* [Exercise instructions]:
Reproduce all of the entries below word for word, but leave the pictures out of your output.

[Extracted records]
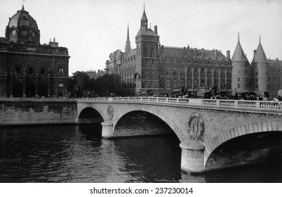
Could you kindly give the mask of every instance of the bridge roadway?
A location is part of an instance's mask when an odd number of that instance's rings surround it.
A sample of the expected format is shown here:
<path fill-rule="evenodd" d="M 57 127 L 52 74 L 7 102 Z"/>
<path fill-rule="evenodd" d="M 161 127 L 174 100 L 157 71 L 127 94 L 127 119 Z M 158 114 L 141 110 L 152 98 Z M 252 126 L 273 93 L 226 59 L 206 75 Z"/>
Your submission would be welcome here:
<path fill-rule="evenodd" d="M 89 108 L 102 117 L 102 135 L 105 138 L 122 135 L 115 127 L 121 117 L 134 111 L 147 112 L 162 120 L 179 139 L 182 169 L 192 172 L 254 163 L 260 157 L 267 156 L 267 147 L 253 150 L 255 149 L 253 146 L 248 151 L 243 150 L 243 154 L 242 150 L 238 151 L 241 156 L 227 155 L 229 159 L 222 161 L 213 153 L 222 152 L 222 145 L 240 136 L 257 139 L 282 131 L 282 102 L 279 101 L 161 97 L 79 99 L 77 121 L 81 113 Z M 277 148 L 272 146 L 272 149 Z"/>

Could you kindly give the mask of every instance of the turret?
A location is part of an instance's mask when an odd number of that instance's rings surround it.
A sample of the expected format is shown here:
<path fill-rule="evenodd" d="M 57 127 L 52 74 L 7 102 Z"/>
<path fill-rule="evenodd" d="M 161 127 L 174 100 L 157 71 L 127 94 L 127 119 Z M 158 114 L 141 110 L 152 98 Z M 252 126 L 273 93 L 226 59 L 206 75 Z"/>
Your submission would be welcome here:
<path fill-rule="evenodd" d="M 131 46 L 130 46 L 130 41 L 129 40 L 129 25 L 128 24 L 126 53 L 130 53 L 130 52 L 131 52 Z"/>
<path fill-rule="evenodd" d="M 106 68 L 105 70 L 106 70 L 106 74 L 109 75 L 109 61 L 106 61 Z"/>
<path fill-rule="evenodd" d="M 261 95 L 263 95 L 264 91 L 268 89 L 268 68 L 269 63 L 260 43 L 260 43 L 257 50 L 254 50 L 254 57 L 252 61 L 252 84 L 253 90 Z"/>
<path fill-rule="evenodd" d="M 238 36 L 237 46 L 236 46 L 231 61 L 233 66 L 231 83 L 233 94 L 248 91 L 250 90 L 250 65 L 241 46 L 239 34 Z"/>
<path fill-rule="evenodd" d="M 148 19 L 147 19 L 147 15 L 145 13 L 145 6 L 144 5 L 143 15 L 141 18 L 141 29 L 146 30 L 148 28 Z"/>

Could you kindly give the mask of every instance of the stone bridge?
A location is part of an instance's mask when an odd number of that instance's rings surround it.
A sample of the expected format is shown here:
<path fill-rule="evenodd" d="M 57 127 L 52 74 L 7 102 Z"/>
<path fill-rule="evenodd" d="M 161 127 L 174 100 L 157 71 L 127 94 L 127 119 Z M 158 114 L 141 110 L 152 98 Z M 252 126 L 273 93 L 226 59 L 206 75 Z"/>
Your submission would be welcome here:
<path fill-rule="evenodd" d="M 282 102 L 157 97 L 77 100 L 77 122 L 84 114 L 102 122 L 103 137 L 159 134 L 138 128 L 132 118 L 142 113 L 175 134 L 182 148 L 181 167 L 187 172 L 262 163 L 282 153 Z M 122 127 L 130 124 L 129 129 Z"/>

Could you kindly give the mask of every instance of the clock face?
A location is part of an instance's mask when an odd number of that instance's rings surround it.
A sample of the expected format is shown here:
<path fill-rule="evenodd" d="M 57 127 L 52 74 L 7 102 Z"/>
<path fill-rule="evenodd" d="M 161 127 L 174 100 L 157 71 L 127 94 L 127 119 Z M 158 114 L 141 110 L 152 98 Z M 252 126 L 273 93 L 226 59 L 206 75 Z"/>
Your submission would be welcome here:
<path fill-rule="evenodd" d="M 13 30 L 12 31 L 12 35 L 14 36 L 15 34 L 15 30 Z"/>
<path fill-rule="evenodd" d="M 22 31 L 22 35 L 23 35 L 23 36 L 27 35 L 27 31 L 25 30 L 23 30 Z"/>

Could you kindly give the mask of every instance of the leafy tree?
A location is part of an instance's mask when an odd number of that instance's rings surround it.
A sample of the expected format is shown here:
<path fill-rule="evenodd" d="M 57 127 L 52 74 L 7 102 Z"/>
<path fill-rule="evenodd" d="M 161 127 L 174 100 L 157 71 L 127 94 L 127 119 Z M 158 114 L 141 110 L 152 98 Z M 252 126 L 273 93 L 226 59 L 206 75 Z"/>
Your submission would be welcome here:
<path fill-rule="evenodd" d="M 74 97 L 88 96 L 89 92 L 103 96 L 108 96 L 111 93 L 123 96 L 125 87 L 120 75 L 104 75 L 95 80 L 90 79 L 87 73 L 80 71 L 73 73 L 68 85 L 68 89 Z"/>
<path fill-rule="evenodd" d="M 76 97 L 83 96 L 83 91 L 88 87 L 89 80 L 89 75 L 84 72 L 76 71 L 73 73 L 68 85 L 68 89 L 72 95 Z"/>

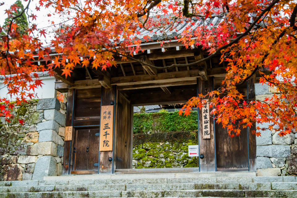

* [The solution]:
Could you kindly give the mask of every instance of the bridge roadway?
A location is part of an instance's mask when an odd number of that instance's rings surround it.
A sample of the expected format is shown here:
<path fill-rule="evenodd" d="M 57 127 L 52 74 L 7 102 Z"/>
<path fill-rule="evenodd" d="M 161 127 L 174 100 L 157 71 L 127 94 L 127 119 Z M 158 114 L 141 110 L 152 98 Z M 252 126 L 273 93 L 226 59 L 206 75 Z"/>
Your submission would be welcome here:
<path fill-rule="evenodd" d="M 89 108 L 102 117 L 102 135 L 105 138 L 122 135 L 115 127 L 121 117 L 134 111 L 147 112 L 162 120 L 179 139 L 182 169 L 192 172 L 254 163 L 260 157 L 267 156 L 267 147 L 253 150 L 255 149 L 253 146 L 248 151 L 243 150 L 243 154 L 242 150 L 238 151 L 241 156 L 227 155 L 229 159 L 222 161 L 213 153 L 222 152 L 222 145 L 240 136 L 257 139 L 282 131 L 282 102 L 279 101 L 161 97 L 79 99 L 77 121 L 81 113 Z M 277 148 L 272 146 L 272 149 Z"/>

Could you kindly give the mask of every instance of the turret?
A location is part of an instance's mask when an odd number of that instance's rings surround it.
A sample of the expected format is shown here:
<path fill-rule="evenodd" d="M 57 127 L 52 74 L 7 102 Z"/>
<path fill-rule="evenodd" d="M 161 127 L 174 100 L 157 71 L 127 94 L 127 119 Z M 158 114 L 141 110 L 152 98 Z M 252 126 L 273 93 L 226 59 L 206 75 Z"/>
Your submission would be welcome here:
<path fill-rule="evenodd" d="M 131 46 L 130 46 L 130 41 L 129 40 L 129 25 L 128 24 L 126 53 L 130 53 L 130 52 L 131 52 Z"/>
<path fill-rule="evenodd" d="M 106 68 L 105 70 L 106 70 L 106 74 L 109 75 L 109 61 L 106 61 Z"/>
<path fill-rule="evenodd" d="M 261 95 L 263 95 L 264 91 L 268 89 L 268 68 L 269 63 L 260 43 L 260 43 L 257 50 L 254 50 L 254 57 L 252 61 L 252 84 L 253 90 Z"/>
<path fill-rule="evenodd" d="M 238 36 L 237 46 L 236 46 L 231 61 L 233 66 L 231 83 L 233 94 L 248 91 L 250 90 L 250 65 L 241 46 L 239 34 Z"/>
<path fill-rule="evenodd" d="M 148 19 L 147 19 L 147 15 L 145 13 L 145 6 L 144 5 L 143 15 L 141 18 L 141 29 L 146 30 L 148 28 Z"/>

Could you kindly give the mask of every instance of the stone bridge?
A location is part of an instance's mask when an odd number of that instance's rings surround it.
A sample of the expected format is shown here:
<path fill-rule="evenodd" d="M 57 127 L 52 74 L 7 102 Z"/>
<path fill-rule="evenodd" d="M 161 127 L 174 100 L 157 71 L 127 94 L 127 119 Z M 158 114 L 141 110 L 152 98 Z M 252 126 L 273 93 L 226 59 L 206 75 Z"/>
Your submission would be welcome here:
<path fill-rule="evenodd" d="M 282 102 L 157 97 L 77 100 L 77 122 L 84 114 L 102 122 L 103 137 L 159 134 L 138 128 L 132 118 L 142 113 L 175 134 L 182 148 L 181 167 L 187 172 L 262 163 L 282 153 Z M 122 127 L 130 124 L 129 129 Z"/>

Could you kindly give the mask of every instance of the clock face?
A location is part of an instance's mask when an odd number of that instance's rings surround it.
A sample of the expected format is shown here:
<path fill-rule="evenodd" d="M 57 127 L 52 74 L 7 102 Z"/>
<path fill-rule="evenodd" d="M 161 127 L 174 100 L 157 71 L 127 94 L 127 119 Z M 158 114 L 141 110 L 152 98 Z M 252 126 L 273 93 L 226 59 L 206 75 Z"/>
Your submission would be welcome here:
<path fill-rule="evenodd" d="M 13 30 L 12 31 L 12 35 L 14 36 L 15 34 L 15 30 Z"/>
<path fill-rule="evenodd" d="M 22 31 L 22 35 L 23 35 L 23 36 L 27 35 L 27 31 L 25 30 L 23 30 Z"/>

Could you kindly give the mask of every instance of the leafy tree?
A location is part of an instance's mask when an odd number of that instance's rings surround it.
A sample of the expected format is shown here:
<path fill-rule="evenodd" d="M 57 127 L 52 74 L 7 102 Z"/>
<path fill-rule="evenodd" d="M 161 127 L 174 100 L 157 71 L 127 94 L 127 119 Z M 158 114 L 141 110 L 152 98 Z M 252 126 L 273 93 L 226 59 L 206 75 Z"/>
Your submission would be welcome here:
<path fill-rule="evenodd" d="M 74 97 L 88 96 L 89 92 L 103 96 L 108 96 L 111 93 L 123 96 L 125 87 L 120 75 L 104 75 L 95 80 L 90 79 L 87 73 L 80 71 L 73 73 L 68 85 L 68 89 Z"/>
<path fill-rule="evenodd" d="M 76 97 L 83 96 L 83 91 L 88 87 L 89 80 L 89 75 L 84 72 L 76 71 L 73 73 L 68 85 L 68 89 L 72 95 Z"/>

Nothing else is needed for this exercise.